- [PASSAGE PROVIDED]:
↓
2/21/06 – Ray Krone was arrested, charged, convicted and
sentenced to death for the 1991 slaying of a bartender
at a Phoenix lounge where Krone played darts. Much of
the case against him was the testimony of an expert who
said Krone's teeth matched bite marks on the victim.
That first verdict was overturned on technicalities --
including that prosecutors never disclosed that there
was another expert who said the bite marks did not
match. He was convicted again. But this time the judge,
questioning whether Krone really was the killer,
refused to sentence him to death. That opinion provied
preecient when DNA found at the scene was tested and
pointed to another man -- a man who lived close to the
bar and who was already in prison on an unrelated sex
crime. Huppenthal said this is a truly tragic case.

(But in a way it's a lesson for us all that this can
happen in modern society. When we think we have
foolproof systems where we think this would never
happen, it has happened. And we need to be aware that
it truly could happen again. And is likely happening
again.)
↑
- [COLLECTED DATA]:
↓
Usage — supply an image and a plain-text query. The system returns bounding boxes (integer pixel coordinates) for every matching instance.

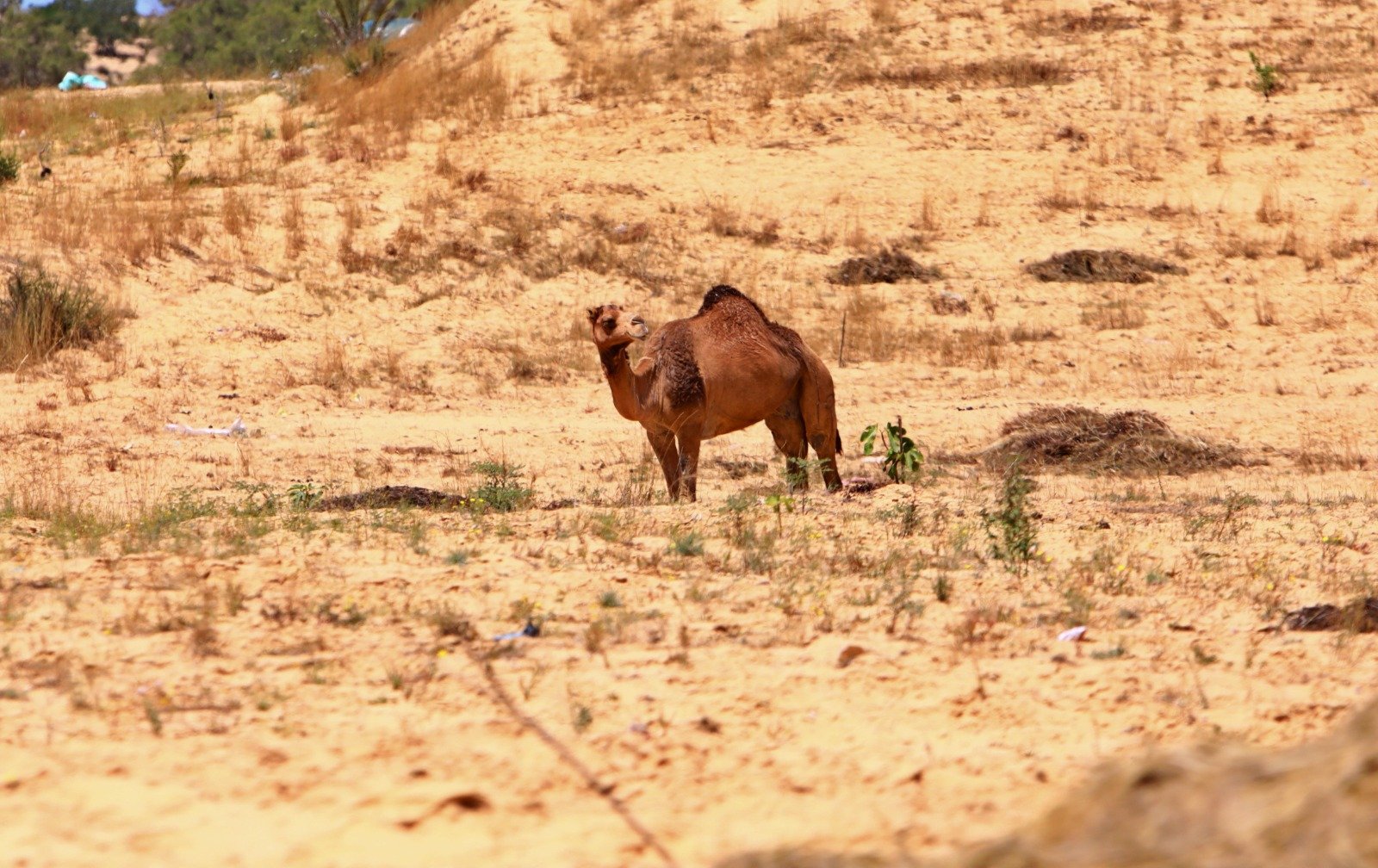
↑
- [DIRECTIONS]:
**a)** Reproduce the stretch of the Ray Krone passage from "That first verdict" through "truly tragic case.", word for word.
**b)** In the Ray Krone passage, what did prosecutors never disclose during the first case?
The material that comes after the Ray Krone passage stands on its own and is separate from it.

- [SOLUTIONS TO THE EXERCISE]:
**a)**
That first verdict was overturned on technicalities --
including that prosecutors never disclosed that there
was another expert who said the bite marks did not
match. He was convicted again. But this time the judge,
questioning whether Krone really was the killer,
refused to sentence him to death. That opinion provied
preecient when DNA found at the scene was tested and
pointed to another man -- a man who lived close to the
bar and who was already in prison on an unrelated sex
crime. Huppenthal said this is a truly tragic case.

**b)** They never disclosed that another expert said the bite marks did not match Krone's teeth.